▶ [Stated problem]: Produce an exact copy of the lines from the line containing "path. Keep to one point per instance." through the last line of the listing below, both ends included, and nothing else.

(Excerpts of pointing data)

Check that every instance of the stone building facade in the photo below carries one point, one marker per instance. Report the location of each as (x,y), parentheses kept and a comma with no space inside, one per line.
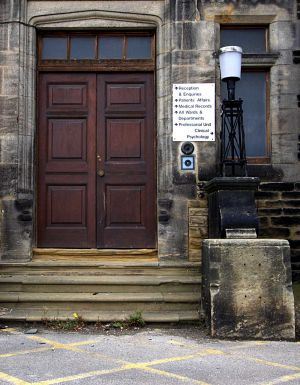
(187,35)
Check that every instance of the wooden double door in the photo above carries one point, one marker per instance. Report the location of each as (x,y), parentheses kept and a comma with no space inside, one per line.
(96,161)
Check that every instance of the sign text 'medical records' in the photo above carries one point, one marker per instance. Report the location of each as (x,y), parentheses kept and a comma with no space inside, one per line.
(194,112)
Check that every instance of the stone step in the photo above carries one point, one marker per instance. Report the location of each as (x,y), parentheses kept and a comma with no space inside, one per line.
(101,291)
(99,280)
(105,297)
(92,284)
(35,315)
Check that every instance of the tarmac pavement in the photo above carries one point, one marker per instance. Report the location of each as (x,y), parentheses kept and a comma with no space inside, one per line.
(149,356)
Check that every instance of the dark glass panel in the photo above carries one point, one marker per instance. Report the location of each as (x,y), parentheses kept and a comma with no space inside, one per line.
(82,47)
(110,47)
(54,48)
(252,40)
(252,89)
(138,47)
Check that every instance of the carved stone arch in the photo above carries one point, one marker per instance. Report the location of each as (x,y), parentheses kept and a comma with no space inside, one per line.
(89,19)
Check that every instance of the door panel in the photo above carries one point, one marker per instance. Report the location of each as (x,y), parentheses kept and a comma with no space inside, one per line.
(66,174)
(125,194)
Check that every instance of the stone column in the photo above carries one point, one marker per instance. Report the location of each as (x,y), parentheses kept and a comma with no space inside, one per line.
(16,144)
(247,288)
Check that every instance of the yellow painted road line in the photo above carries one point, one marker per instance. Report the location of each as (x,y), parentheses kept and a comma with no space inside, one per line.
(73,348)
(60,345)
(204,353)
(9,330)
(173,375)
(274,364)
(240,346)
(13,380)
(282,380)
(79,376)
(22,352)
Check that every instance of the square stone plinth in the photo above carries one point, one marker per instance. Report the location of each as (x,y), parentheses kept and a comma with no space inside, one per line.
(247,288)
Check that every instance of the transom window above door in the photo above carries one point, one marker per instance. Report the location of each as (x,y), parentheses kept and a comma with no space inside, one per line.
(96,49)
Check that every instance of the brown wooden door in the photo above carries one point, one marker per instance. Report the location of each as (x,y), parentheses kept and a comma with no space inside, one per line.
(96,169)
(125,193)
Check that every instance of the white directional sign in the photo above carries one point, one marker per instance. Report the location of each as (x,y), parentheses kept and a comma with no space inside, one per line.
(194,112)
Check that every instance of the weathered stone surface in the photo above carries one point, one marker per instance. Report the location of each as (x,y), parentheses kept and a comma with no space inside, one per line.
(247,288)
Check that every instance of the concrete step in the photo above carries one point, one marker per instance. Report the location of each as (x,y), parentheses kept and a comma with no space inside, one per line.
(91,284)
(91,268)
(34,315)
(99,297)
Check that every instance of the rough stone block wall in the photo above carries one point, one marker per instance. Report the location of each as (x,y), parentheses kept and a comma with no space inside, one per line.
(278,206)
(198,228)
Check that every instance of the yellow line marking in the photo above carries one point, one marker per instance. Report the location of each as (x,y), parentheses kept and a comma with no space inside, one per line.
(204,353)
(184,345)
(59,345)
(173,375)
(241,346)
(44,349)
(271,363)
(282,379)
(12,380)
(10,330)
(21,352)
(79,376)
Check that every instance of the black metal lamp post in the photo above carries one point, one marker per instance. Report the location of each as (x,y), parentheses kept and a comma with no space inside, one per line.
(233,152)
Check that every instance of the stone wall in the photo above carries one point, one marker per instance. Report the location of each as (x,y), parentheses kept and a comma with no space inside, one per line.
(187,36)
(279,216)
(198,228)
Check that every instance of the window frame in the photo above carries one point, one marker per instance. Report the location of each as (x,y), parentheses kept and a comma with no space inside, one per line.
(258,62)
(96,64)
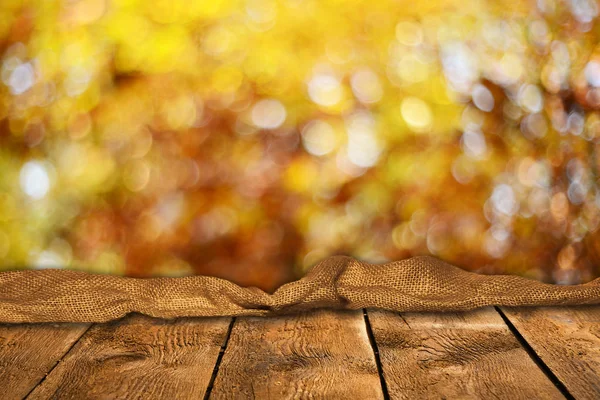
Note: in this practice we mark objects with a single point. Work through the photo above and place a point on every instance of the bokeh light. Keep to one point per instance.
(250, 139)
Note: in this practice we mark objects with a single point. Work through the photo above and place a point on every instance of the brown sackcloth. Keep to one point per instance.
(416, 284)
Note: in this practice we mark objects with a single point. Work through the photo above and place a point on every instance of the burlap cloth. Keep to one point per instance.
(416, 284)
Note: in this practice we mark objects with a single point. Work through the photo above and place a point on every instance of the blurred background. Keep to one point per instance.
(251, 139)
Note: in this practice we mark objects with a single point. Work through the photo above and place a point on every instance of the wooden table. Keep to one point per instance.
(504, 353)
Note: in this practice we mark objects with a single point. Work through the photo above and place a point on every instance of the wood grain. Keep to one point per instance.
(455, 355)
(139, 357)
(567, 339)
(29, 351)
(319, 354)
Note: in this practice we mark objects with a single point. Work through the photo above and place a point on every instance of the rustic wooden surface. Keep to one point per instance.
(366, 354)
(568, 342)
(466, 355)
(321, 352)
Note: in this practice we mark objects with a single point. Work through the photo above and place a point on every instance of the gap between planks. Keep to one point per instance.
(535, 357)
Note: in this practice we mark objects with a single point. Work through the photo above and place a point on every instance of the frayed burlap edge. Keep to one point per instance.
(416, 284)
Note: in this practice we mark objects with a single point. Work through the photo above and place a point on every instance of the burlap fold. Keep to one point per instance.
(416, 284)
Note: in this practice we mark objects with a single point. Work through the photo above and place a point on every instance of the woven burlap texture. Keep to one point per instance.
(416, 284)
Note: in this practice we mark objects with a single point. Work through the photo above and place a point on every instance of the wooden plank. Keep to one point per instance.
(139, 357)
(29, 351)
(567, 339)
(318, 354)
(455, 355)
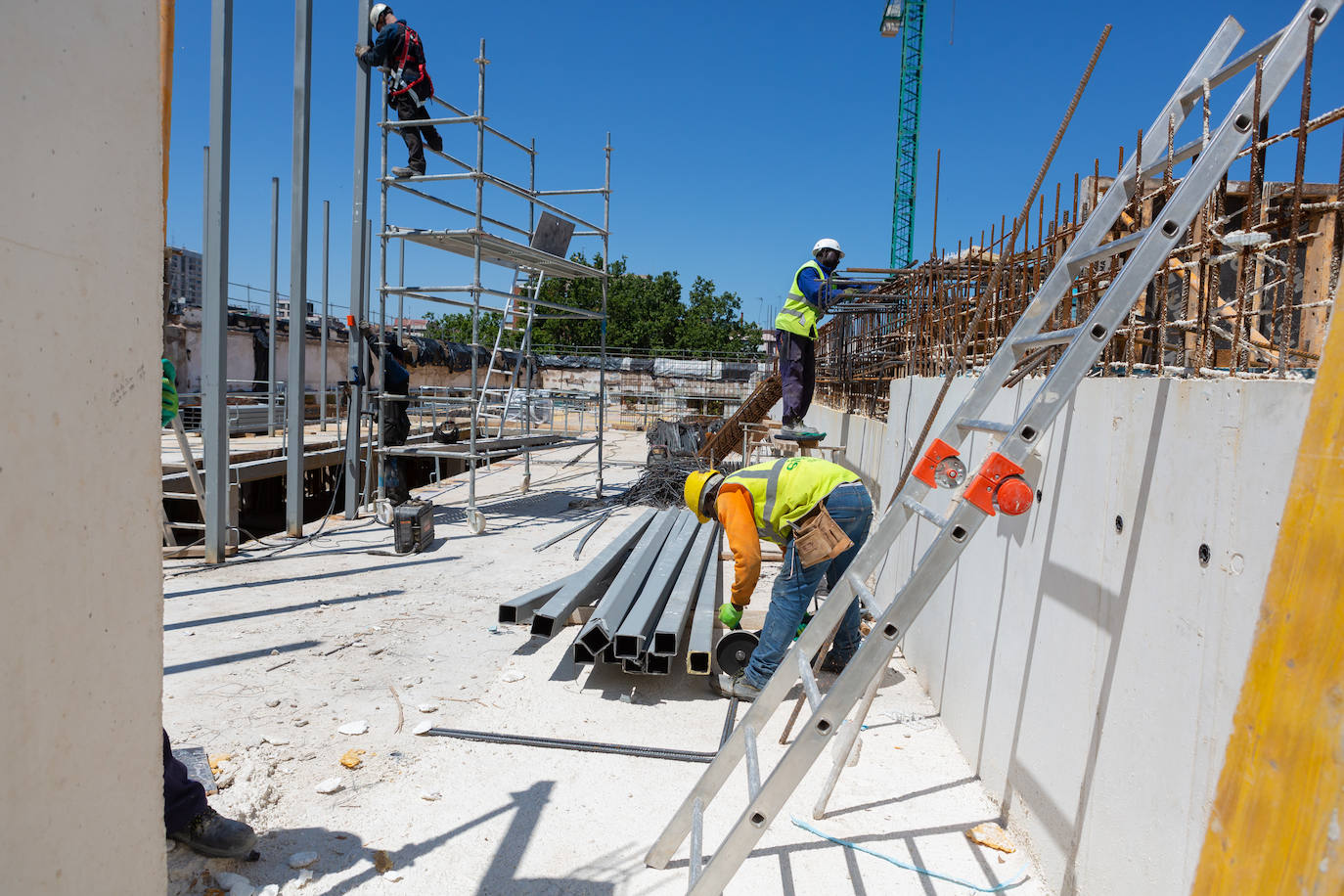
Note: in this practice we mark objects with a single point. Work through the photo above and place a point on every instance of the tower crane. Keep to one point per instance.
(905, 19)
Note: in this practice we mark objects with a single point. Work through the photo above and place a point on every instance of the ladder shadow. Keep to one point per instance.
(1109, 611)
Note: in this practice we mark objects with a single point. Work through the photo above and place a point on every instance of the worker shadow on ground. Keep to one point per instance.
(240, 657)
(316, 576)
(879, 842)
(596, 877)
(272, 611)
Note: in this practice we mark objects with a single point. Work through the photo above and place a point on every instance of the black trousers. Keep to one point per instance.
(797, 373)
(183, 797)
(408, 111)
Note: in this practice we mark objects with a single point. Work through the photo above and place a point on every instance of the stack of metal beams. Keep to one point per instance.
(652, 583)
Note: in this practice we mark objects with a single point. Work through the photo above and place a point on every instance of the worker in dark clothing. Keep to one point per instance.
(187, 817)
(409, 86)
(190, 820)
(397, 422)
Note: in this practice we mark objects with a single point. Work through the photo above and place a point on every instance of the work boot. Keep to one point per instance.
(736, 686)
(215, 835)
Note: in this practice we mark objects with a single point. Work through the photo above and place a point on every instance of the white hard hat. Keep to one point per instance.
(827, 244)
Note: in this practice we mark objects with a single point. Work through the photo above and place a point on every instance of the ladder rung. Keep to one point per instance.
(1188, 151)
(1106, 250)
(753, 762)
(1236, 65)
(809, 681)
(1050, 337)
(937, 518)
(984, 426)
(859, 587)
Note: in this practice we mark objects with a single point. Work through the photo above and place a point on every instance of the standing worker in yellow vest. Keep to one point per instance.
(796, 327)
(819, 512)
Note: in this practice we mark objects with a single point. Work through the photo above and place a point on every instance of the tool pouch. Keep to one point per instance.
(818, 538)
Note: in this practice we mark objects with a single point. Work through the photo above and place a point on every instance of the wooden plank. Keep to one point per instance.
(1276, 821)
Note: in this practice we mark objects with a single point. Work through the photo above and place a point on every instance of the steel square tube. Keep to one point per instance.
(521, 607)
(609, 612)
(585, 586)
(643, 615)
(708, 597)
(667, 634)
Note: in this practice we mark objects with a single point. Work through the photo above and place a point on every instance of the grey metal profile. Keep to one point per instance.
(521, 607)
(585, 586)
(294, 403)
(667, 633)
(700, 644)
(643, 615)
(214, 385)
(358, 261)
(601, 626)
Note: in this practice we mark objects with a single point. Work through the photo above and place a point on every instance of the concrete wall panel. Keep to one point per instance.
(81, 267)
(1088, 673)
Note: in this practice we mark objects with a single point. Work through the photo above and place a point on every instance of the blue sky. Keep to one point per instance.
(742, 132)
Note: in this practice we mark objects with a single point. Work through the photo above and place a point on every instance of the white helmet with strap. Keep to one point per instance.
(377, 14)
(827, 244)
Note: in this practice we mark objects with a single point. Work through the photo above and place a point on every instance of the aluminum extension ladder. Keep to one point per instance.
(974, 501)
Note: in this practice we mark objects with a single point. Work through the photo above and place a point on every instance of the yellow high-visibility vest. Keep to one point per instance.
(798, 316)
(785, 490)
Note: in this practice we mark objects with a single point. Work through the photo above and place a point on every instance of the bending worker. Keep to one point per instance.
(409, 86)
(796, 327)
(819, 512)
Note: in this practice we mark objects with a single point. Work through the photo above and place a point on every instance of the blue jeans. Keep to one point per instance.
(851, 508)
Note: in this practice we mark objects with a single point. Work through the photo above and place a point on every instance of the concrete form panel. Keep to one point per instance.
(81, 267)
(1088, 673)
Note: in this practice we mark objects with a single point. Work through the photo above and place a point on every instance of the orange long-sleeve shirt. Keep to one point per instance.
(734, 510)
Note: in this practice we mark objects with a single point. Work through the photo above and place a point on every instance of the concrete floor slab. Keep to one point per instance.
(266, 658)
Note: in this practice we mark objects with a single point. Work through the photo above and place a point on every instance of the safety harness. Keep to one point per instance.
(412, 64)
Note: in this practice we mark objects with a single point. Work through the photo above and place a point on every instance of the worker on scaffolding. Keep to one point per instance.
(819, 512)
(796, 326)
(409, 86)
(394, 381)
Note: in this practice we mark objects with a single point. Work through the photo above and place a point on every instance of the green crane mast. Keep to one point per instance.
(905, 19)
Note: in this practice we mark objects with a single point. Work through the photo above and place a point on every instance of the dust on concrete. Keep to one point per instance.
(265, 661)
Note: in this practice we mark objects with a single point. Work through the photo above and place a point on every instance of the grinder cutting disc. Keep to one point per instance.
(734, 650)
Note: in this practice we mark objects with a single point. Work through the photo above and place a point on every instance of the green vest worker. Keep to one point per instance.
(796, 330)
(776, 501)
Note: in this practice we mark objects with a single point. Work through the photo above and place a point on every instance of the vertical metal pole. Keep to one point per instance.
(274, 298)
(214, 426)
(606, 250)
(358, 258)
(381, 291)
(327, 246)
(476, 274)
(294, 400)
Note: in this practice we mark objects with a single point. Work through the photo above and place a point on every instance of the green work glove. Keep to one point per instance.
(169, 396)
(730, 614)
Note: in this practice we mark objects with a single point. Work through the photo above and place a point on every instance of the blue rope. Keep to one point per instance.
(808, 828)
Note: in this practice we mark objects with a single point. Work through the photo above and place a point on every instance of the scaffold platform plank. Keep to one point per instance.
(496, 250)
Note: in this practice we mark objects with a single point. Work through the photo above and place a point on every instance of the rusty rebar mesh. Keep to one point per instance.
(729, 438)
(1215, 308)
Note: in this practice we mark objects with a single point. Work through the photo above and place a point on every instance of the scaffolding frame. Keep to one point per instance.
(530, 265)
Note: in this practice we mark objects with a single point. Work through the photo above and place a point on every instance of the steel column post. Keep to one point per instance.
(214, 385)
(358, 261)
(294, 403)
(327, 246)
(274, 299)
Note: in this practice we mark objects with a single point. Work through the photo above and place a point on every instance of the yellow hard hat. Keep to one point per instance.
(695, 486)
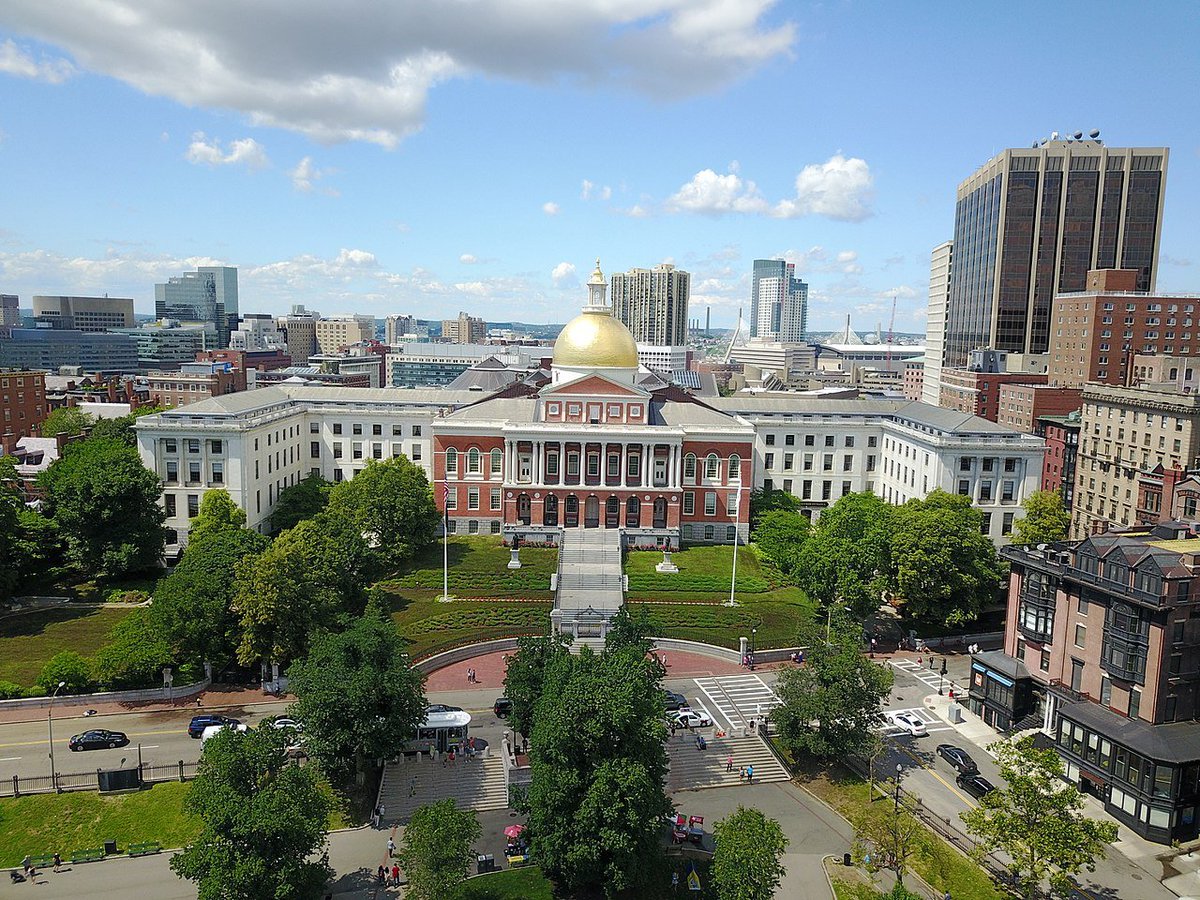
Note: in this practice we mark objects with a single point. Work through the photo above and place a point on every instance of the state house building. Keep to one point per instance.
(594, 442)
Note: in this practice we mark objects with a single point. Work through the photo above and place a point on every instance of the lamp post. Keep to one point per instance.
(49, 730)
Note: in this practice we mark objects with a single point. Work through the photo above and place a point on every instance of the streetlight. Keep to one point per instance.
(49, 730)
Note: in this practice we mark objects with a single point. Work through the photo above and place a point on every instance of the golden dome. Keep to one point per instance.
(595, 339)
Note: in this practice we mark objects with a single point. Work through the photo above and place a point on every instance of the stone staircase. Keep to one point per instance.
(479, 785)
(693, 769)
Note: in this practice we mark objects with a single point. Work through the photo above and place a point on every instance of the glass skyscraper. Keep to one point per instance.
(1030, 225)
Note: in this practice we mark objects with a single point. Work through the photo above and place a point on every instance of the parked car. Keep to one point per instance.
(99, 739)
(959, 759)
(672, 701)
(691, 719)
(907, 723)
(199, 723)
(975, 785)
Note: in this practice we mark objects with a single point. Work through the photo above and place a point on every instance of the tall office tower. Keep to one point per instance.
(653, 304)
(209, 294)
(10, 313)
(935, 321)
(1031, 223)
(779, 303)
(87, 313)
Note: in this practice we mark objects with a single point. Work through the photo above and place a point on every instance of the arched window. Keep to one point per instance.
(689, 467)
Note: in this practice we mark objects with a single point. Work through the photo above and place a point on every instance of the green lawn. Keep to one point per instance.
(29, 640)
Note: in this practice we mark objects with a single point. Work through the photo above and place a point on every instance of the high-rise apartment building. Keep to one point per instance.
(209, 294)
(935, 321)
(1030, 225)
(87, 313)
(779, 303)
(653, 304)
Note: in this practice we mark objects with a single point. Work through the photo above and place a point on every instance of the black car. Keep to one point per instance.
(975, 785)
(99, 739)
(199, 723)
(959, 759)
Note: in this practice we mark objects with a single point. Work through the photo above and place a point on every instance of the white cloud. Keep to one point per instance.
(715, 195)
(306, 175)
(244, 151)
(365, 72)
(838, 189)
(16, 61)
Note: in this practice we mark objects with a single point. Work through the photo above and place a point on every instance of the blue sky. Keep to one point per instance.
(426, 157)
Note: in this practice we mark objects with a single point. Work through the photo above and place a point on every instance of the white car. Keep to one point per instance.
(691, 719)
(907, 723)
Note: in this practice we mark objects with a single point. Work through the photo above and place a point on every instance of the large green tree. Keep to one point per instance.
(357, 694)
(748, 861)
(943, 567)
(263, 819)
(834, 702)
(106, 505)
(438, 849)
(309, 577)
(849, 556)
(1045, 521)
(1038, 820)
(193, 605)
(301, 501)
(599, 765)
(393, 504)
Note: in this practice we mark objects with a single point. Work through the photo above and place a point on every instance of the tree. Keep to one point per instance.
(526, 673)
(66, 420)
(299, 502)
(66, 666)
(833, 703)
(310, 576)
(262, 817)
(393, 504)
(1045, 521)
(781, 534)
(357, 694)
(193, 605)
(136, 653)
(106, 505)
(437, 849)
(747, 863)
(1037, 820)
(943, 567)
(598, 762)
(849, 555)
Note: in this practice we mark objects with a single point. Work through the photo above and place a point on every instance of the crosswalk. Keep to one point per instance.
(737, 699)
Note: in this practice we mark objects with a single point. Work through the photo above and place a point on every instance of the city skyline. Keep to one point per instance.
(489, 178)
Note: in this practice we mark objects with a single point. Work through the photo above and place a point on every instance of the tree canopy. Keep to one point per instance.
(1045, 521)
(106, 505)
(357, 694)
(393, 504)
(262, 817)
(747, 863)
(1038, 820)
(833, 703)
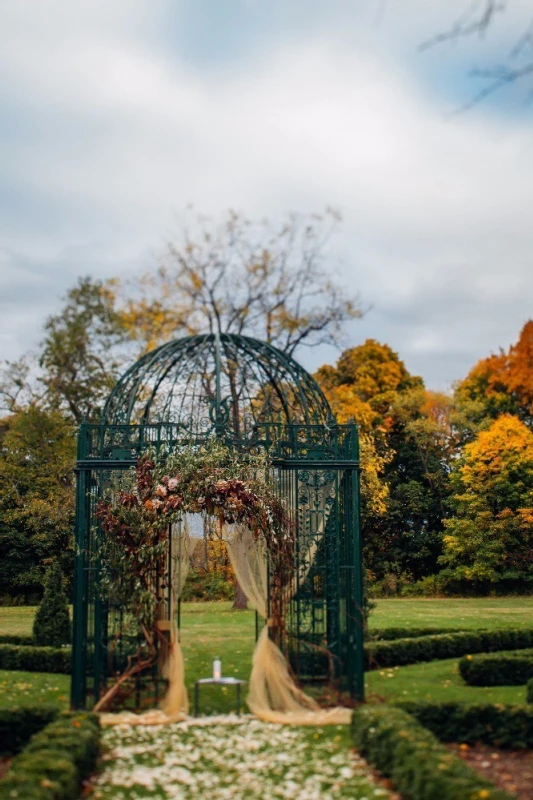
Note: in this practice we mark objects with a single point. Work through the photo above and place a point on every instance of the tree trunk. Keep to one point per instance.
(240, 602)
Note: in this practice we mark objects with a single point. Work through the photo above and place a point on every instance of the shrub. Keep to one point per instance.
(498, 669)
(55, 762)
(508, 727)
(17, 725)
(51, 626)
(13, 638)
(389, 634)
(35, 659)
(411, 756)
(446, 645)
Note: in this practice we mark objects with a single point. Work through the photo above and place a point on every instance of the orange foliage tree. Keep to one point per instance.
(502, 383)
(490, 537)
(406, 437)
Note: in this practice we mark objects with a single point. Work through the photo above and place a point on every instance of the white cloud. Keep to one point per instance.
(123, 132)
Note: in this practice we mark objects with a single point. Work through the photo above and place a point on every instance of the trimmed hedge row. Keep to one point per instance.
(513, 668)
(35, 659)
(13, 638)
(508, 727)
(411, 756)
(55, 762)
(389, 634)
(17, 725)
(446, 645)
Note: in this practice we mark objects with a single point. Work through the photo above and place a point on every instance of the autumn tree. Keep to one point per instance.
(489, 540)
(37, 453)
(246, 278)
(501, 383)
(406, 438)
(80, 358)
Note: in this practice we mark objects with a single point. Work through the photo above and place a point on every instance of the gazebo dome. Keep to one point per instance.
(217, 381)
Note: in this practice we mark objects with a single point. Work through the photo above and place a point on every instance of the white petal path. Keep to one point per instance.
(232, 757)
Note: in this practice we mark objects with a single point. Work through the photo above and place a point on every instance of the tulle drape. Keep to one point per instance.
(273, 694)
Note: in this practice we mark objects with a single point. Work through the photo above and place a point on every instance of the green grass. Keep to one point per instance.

▶ [Task response]:
Note: in this practice we mark objects with a single point. Work through the photo above and place a point on every instance of the white petal path. Keep to one point per instance.
(232, 757)
Note: in this practice we mark objects with a single point. Work through the photo above and place a point on every instance of the tulle drape. Keep to one point per instance.
(273, 694)
Note: in this practice we mark objects with a single point. Work through the photo above and place a point on every instance of the green grass. Keep to one point per instance.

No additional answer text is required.